**Data for processing**
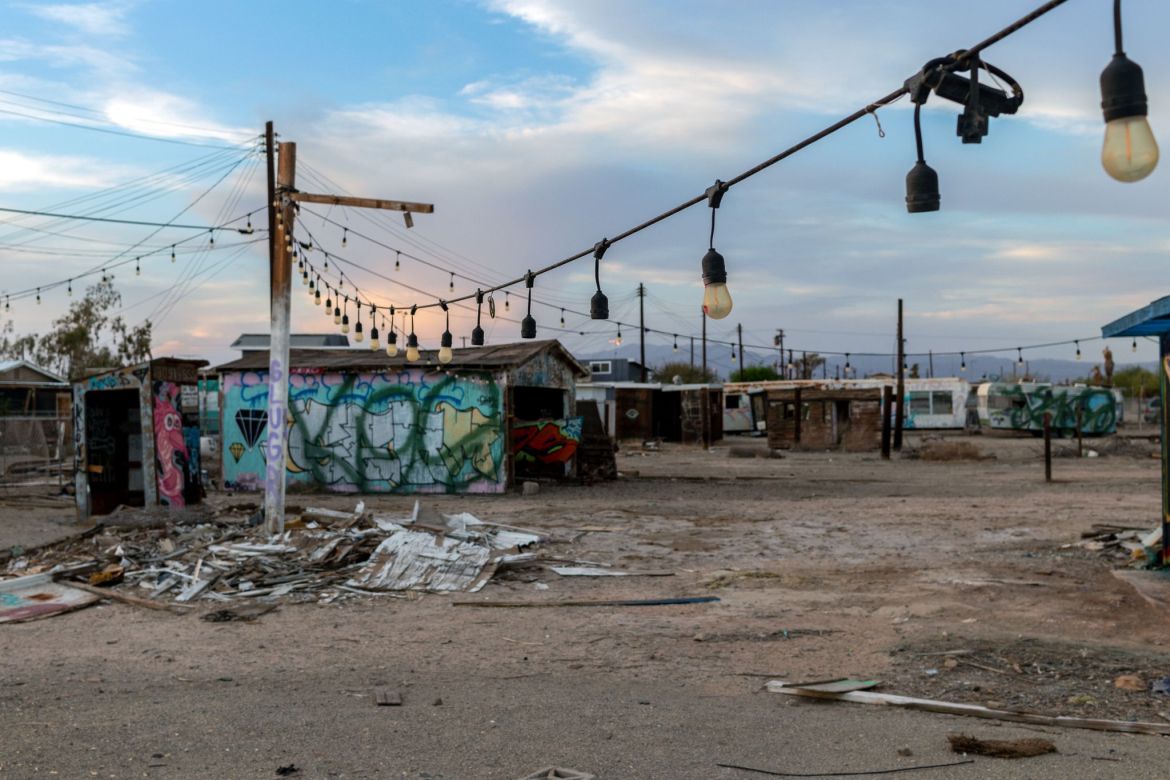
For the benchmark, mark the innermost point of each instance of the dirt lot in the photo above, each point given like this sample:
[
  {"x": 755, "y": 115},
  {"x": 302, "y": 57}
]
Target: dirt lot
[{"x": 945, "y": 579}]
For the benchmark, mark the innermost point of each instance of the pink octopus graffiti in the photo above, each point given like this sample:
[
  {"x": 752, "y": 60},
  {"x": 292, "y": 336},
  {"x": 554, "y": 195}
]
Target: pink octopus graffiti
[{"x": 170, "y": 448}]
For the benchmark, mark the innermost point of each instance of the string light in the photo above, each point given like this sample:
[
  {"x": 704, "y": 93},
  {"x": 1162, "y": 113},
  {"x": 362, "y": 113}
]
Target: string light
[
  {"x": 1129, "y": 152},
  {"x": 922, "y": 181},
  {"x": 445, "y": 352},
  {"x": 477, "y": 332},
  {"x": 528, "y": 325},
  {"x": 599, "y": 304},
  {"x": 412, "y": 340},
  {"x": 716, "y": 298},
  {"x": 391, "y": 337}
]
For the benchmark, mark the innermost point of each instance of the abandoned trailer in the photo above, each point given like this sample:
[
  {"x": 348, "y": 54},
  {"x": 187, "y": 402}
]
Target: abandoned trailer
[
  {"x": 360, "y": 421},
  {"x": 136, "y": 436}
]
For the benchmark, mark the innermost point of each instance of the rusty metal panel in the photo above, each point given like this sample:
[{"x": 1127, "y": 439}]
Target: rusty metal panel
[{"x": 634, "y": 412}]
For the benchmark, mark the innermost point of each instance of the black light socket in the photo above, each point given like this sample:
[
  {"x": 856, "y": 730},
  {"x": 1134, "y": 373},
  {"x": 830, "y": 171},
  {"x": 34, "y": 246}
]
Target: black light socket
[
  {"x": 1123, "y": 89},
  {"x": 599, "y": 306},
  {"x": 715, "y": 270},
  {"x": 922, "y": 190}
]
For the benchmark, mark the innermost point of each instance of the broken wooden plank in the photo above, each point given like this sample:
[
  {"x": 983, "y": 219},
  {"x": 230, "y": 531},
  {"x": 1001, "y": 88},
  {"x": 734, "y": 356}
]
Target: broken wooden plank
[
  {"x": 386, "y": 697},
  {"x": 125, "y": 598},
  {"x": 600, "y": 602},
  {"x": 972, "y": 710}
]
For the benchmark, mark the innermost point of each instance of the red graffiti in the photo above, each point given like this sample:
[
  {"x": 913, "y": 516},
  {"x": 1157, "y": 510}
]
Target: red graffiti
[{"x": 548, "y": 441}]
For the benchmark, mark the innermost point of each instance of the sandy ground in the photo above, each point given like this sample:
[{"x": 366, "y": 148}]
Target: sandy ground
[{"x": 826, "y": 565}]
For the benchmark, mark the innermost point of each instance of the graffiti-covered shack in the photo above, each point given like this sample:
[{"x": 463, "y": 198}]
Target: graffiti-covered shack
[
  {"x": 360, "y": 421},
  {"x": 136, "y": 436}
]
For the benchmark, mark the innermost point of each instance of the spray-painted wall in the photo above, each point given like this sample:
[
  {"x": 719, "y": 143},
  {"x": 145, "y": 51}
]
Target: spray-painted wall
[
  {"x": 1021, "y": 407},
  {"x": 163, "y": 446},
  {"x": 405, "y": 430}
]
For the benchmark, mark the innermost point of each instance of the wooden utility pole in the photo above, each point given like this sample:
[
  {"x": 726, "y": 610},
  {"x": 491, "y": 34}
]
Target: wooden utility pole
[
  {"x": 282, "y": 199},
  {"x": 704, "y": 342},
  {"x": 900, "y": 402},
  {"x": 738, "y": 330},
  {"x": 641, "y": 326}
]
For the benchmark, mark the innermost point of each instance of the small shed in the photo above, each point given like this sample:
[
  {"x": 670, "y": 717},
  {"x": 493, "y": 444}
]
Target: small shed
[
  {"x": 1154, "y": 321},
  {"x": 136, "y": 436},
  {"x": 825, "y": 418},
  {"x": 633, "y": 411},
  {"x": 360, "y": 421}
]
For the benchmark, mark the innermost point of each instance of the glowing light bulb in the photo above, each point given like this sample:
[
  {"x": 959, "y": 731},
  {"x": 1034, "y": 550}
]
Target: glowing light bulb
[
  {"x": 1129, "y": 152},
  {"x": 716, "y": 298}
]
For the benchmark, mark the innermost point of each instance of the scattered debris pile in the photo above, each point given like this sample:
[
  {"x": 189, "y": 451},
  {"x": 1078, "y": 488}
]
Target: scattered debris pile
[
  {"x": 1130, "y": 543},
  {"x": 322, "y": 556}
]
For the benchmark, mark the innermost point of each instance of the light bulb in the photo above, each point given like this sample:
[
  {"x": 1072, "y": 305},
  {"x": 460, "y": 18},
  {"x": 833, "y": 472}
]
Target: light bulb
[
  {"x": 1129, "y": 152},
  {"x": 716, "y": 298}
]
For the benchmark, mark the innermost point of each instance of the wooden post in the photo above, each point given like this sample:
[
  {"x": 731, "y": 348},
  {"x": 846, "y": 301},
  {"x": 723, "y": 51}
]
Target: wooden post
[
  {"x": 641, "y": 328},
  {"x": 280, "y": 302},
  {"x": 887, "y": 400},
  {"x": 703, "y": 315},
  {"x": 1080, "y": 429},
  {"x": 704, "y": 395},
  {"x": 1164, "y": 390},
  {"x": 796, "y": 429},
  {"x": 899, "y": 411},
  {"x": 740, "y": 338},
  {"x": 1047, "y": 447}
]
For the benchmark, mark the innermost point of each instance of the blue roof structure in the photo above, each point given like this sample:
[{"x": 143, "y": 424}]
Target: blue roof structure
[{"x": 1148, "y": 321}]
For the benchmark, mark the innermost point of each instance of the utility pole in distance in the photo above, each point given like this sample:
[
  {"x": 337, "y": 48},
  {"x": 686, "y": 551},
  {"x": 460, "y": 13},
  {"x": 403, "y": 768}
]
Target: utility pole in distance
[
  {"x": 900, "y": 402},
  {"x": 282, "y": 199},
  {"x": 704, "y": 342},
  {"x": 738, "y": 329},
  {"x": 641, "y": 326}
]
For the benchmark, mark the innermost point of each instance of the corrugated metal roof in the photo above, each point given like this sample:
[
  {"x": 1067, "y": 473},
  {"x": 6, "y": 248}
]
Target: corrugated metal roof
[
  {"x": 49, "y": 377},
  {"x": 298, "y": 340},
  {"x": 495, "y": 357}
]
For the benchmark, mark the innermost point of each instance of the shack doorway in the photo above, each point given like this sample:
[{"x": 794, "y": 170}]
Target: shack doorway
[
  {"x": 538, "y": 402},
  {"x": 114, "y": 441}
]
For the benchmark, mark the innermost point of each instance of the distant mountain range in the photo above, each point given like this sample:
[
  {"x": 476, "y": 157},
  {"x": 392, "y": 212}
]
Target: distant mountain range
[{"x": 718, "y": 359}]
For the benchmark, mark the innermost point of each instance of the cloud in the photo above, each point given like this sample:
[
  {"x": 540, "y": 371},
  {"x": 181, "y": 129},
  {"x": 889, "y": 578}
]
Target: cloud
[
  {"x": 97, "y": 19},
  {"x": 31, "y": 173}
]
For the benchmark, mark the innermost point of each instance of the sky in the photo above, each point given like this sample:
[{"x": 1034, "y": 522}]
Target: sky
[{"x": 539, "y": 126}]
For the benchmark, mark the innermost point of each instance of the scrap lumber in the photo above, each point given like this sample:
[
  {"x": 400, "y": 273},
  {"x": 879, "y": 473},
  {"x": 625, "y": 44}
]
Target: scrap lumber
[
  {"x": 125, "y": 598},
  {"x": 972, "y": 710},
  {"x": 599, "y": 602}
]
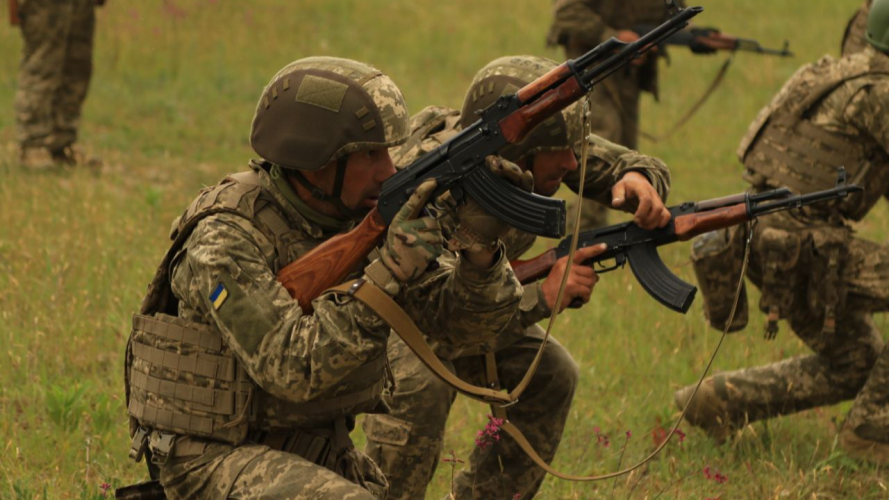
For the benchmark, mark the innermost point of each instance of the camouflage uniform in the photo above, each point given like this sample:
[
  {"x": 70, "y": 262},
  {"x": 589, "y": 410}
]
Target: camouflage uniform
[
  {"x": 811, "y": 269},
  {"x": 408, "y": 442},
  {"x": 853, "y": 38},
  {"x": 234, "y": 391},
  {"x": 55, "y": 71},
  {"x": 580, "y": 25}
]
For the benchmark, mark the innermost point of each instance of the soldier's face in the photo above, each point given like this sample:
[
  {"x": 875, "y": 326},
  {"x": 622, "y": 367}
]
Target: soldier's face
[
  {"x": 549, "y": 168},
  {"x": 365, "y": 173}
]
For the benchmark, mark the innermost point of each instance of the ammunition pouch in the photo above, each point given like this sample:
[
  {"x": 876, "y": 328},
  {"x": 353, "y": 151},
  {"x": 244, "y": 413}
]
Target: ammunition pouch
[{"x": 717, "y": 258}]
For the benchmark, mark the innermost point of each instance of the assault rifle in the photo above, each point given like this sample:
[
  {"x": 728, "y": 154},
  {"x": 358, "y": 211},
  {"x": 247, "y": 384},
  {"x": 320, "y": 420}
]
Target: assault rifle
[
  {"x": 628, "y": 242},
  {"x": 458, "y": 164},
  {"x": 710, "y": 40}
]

**Work required**
Convert the lines from the one containing "of the soldier's" through the end of the rows into a JSON list of strings, one string per line, omitting blank lines.

**Result**
[
  "For the benchmark, mark the innermost point of each instance of the soldier's face in the photo above, each point given like this sample:",
  "[",
  "  {\"x\": 875, \"y\": 326},",
  "  {\"x\": 622, \"y\": 367}",
  "]",
  "Target: soldier's face",
  "[",
  "  {\"x\": 549, \"y\": 168},",
  "  {\"x\": 365, \"y\": 173}",
  "]",
  "For the benchmark, mark the innermost point of each instance of the ammunition pouch in the photo above, each point given like this sample:",
  "[",
  "  {\"x\": 876, \"y\": 328},",
  "  {\"x\": 353, \"y\": 151},",
  "  {\"x\": 244, \"y\": 413}",
  "]",
  "Target: ammunition pouch",
  "[{\"x\": 717, \"y\": 258}]",
  "For the benchmark, mark the innermost point of each instance of the assault rifle in the photo above, each point given like this sample:",
  "[",
  "  {\"x\": 728, \"y\": 154},",
  "  {\"x\": 358, \"y\": 211},",
  "  {\"x\": 247, \"y\": 384},",
  "  {\"x\": 320, \"y\": 420}",
  "]",
  "Target: assault rifle",
  "[",
  "  {\"x\": 628, \"y\": 242},",
  "  {\"x\": 458, \"y\": 164},",
  "  {\"x\": 710, \"y\": 40}",
  "]"
]